■ Exercise: From the line that contains "find the brown striped shirt" to the final line of the entries, return every line exactly and leave out all others.

** Exercise inputs follows **

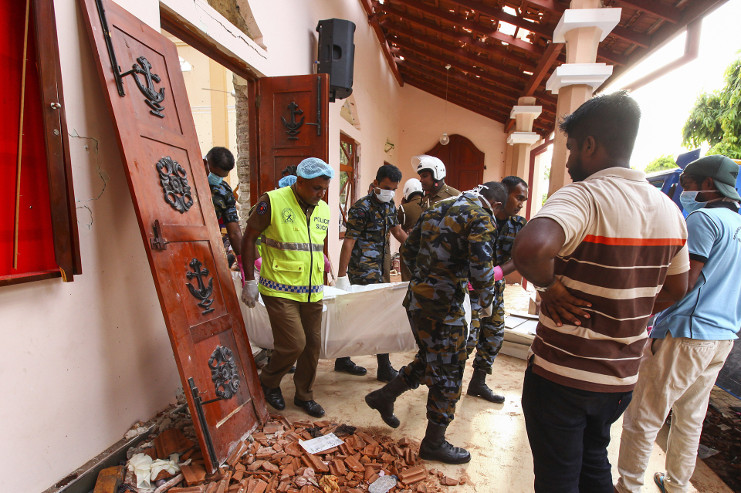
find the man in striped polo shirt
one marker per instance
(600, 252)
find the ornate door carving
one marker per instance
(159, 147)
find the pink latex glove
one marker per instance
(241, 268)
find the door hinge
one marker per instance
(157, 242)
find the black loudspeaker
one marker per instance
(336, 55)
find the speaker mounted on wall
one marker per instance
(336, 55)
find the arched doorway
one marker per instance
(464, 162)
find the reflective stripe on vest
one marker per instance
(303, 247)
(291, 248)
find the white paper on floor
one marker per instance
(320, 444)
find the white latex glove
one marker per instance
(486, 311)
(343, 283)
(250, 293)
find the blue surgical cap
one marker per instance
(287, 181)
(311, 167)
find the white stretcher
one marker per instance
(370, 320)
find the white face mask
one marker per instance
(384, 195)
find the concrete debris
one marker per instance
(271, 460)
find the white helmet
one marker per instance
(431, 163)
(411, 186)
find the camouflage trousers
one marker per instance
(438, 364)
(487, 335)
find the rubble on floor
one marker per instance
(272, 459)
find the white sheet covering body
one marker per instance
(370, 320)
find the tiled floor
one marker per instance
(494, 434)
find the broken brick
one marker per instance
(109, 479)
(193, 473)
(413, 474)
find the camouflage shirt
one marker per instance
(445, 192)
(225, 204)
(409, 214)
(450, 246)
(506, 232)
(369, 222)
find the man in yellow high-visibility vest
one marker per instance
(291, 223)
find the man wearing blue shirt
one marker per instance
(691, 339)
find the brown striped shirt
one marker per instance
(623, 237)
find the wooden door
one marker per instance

** End of Exercise inputs **

■ Solution to the exercise:
find the brown striped shirt
one marker per instance
(623, 237)
find the wooden door
one marker per instance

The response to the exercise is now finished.